Your goal: Copy all of the material exactly. Pictures are not to appear in the copy.

_ _ _ _

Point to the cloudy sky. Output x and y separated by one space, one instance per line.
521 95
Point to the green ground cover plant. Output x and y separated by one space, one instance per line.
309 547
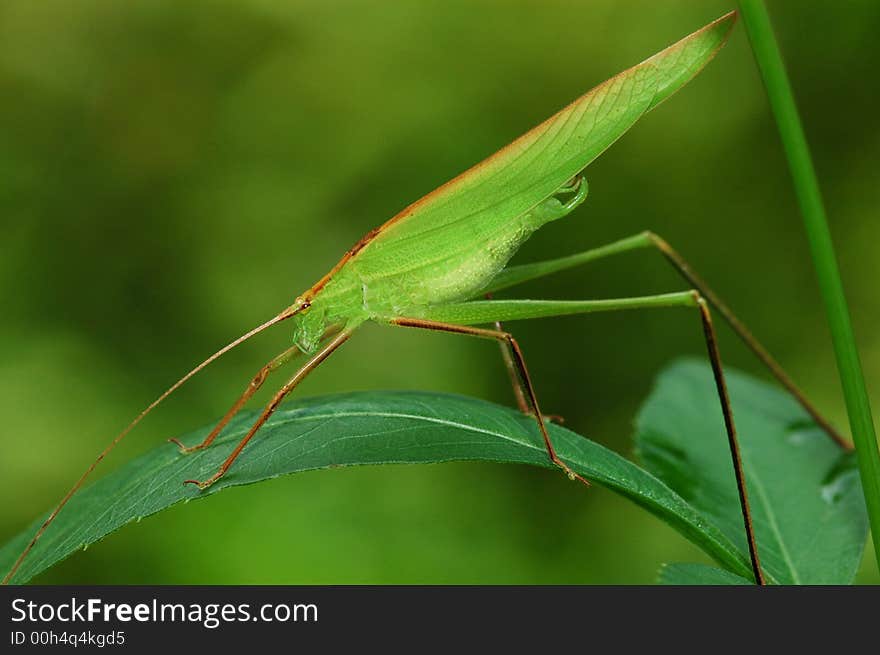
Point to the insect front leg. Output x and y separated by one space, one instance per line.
277 399
252 388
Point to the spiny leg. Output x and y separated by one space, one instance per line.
516 355
510 366
516 274
476 312
252 388
313 362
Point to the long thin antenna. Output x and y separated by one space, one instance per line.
287 313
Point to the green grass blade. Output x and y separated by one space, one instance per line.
809 197
355 429
698 574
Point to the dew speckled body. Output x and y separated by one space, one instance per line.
449 245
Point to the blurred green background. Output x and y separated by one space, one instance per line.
173 173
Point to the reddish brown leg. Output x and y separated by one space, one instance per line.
515 354
291 384
252 388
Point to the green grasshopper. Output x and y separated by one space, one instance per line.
433 265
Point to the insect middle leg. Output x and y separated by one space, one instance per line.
513 349
516 383
453 317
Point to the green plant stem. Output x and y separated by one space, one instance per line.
806 186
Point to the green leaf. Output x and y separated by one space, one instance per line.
344 430
804 491
698 574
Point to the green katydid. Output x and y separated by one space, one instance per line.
432 265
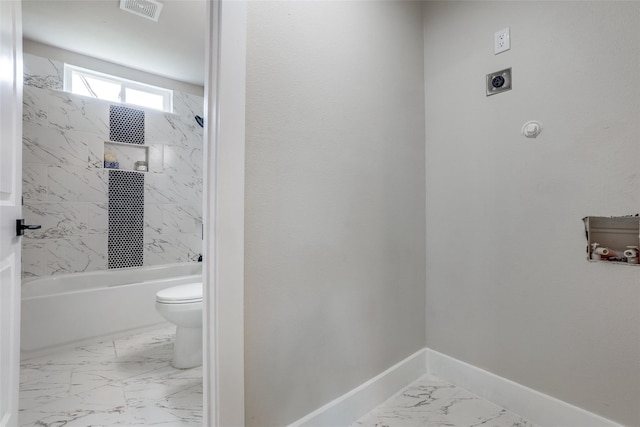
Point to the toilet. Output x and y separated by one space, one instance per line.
182 306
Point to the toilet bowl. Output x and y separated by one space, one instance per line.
182 306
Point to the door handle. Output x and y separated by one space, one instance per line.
21 226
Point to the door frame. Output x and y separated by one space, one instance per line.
223 245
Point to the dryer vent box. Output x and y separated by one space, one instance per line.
613 239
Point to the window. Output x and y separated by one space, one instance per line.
111 88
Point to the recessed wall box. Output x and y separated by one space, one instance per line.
498 82
613 239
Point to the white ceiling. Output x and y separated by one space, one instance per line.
173 47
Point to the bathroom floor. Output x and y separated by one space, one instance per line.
430 401
126 381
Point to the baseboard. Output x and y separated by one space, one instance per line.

_ _ _ _

Finished exercise:
Point to the cloudy sky. Output x and y separated by one space, one instance per line.
521 95
Point to the green ground cover plant. Output x and y separated by one space, one instance per line.
309 547
Point to the insect front leg. Output x and y separated by one space, one instance per line.
277 399
252 388
Point to the spiny leg. Output x and y separated by one space, one instance per line.
516 355
510 366
516 274
476 312
252 388
313 362
Point to the long thin antenna. Output x and y separated by one space, one instance per line.
287 313
Point to the green grass blade. Output x and y separated by one space, one instance per line.
809 197
355 429
698 574
Point to the dew speckled body. Output x and y separated by one space, one instance per line.
449 245
Point to the blurred green background. Output x and y separated by one space, one instance per line.
173 173
Point to the reddish brown leg. Output x and y separated by one space, one instance per line.
515 354
291 384
252 388
Point to the green grasshopper. Output x and y separated by one space, one instance per line.
433 265
Point to the insect middle leg. Output x and y separated by one space, one instance per line.
513 349
516 383
453 317
Point to the green plant stem. Output x and y separated by one space, one instance per line.
806 186
Point to the green leaf. Output x and y separated by one space, one instance per line.
344 430
804 491
698 574
Point to the green katydid. Output x and y separated by one space, one instance per line.
432 265
Point to the toilet. Output x and y separated by one space, one instance per line.
182 306
Point to the toilet bowl. Output x and y separated by one space, one instance per line.
182 306
Point to the door handle. Output x and y separated by one space, one instance per line.
21 226
Point to the door frame. Output x and y separated by one space, one instance per line.
223 245
Point to the dryer vent box. Output x and y separated by one space, one instance per line.
613 239
Point to the window. Output x and y separated by one space, one instance per line.
111 88
Point to the recessed wall box. Output x and y separated by one space, one instance per line.
498 82
613 239
Point to the white ceiling. Output x and y separated by one space, one instance per line.
173 47
Point to the bathroom floor. Output x and y separated by one space, one instance per line.
430 401
126 381
Point to the baseboard. Output x and y separated by one space, one instance per line.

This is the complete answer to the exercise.